§ WHAT THE TASK ASKS
Across the records, how many lines contain "clear"? Answer with the number alone.

§ RECORDS SHOWN
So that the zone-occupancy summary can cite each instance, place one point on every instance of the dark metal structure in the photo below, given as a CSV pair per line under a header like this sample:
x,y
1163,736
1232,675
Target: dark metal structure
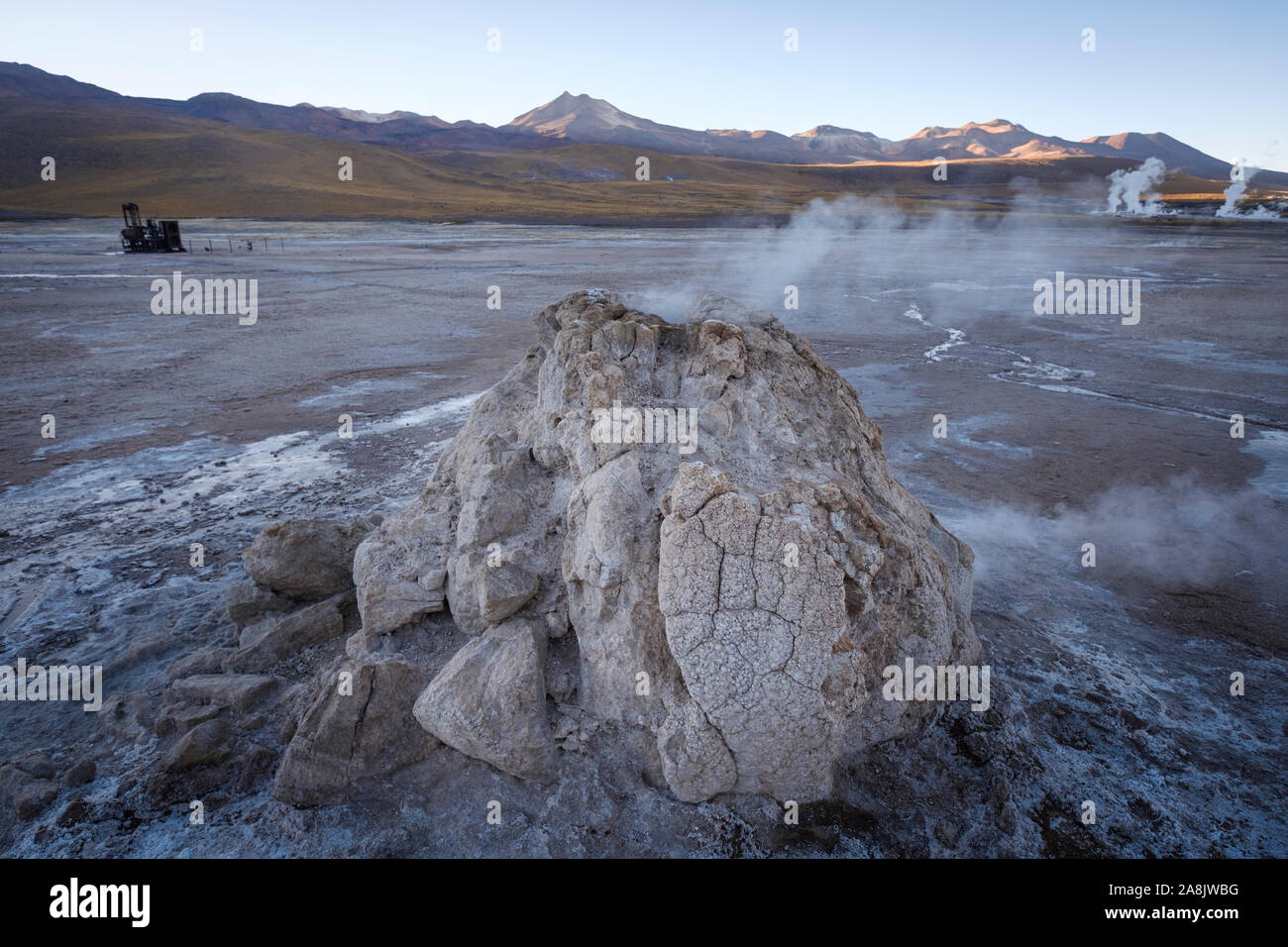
x,y
151,237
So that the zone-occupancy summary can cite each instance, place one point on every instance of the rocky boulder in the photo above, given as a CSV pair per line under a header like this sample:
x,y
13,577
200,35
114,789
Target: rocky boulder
x,y
708,509
299,558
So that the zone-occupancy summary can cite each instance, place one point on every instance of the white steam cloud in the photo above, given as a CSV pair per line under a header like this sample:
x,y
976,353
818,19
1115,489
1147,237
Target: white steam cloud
x,y
1126,187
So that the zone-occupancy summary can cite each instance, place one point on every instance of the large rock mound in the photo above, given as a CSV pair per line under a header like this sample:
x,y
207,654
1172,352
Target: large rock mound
x,y
708,510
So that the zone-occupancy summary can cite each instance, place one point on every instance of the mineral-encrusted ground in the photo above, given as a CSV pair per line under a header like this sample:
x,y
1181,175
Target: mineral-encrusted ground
x,y
1109,684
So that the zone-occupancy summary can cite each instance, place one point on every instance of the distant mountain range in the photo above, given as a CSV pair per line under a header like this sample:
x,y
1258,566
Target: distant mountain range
x,y
584,120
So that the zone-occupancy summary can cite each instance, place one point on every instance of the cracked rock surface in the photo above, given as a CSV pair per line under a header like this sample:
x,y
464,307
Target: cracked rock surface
x,y
732,589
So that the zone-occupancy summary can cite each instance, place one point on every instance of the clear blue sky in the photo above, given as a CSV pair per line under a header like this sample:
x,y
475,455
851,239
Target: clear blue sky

§ EXERCISE OUTPUT
2